- [RECORDS TO USE]:
********

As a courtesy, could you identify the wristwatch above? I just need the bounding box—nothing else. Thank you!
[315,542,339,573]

********

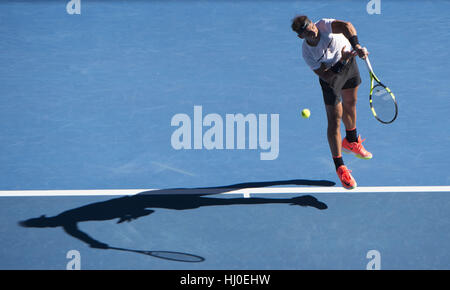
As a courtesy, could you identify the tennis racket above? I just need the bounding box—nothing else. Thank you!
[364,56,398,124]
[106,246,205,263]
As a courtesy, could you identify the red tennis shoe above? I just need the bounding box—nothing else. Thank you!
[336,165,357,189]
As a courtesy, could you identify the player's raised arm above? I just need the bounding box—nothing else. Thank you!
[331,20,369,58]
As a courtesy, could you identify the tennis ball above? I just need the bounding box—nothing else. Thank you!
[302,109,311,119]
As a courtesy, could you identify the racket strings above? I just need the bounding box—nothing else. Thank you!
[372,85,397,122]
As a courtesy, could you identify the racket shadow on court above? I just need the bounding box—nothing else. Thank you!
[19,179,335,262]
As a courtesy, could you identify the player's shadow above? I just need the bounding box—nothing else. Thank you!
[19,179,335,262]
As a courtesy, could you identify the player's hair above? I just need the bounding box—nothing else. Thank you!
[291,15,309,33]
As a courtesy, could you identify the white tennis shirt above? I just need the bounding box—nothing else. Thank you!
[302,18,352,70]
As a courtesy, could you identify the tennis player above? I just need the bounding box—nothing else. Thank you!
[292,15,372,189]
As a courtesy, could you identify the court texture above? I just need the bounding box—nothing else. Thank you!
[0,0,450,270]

********

Can you give the stretch of data from the line containing "As a courtesy, could you identify the wristwatch" through the line containing "[315,542,339,573]", both ends included, as a JSON list of strings with one string per line and blank lines left out?

- [COMPLETED EXERCISE]:
[
  "As a courtesy, could you identify the wristwatch above? I just need the bounding box—nothing else. Thank you!",
  "[315,542,339,573]"
]